Go through the data below and report how many lines contain "bird"; the reply holds only that number.

══ Records for processing

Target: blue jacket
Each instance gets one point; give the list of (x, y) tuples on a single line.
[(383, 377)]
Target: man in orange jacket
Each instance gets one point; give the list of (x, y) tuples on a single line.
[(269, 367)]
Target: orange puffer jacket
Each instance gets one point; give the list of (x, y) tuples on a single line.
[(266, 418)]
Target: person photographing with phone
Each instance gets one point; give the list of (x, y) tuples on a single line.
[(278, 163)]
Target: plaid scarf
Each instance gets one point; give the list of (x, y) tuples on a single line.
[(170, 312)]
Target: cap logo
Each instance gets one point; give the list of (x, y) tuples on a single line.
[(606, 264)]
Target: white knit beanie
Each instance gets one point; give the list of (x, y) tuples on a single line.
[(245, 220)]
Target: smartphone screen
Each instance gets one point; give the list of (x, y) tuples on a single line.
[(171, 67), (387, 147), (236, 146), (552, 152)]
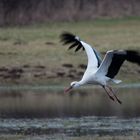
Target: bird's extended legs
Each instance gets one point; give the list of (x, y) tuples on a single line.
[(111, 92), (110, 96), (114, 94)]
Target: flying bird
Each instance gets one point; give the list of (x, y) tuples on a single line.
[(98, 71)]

════
══ Records for processing

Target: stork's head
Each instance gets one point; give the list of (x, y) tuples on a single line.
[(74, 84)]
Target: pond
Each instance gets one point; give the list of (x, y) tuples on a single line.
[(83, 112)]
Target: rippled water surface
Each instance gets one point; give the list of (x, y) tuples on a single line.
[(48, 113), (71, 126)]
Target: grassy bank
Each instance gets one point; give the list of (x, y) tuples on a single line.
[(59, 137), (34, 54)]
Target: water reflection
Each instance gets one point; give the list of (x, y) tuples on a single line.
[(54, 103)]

════

Written response: 2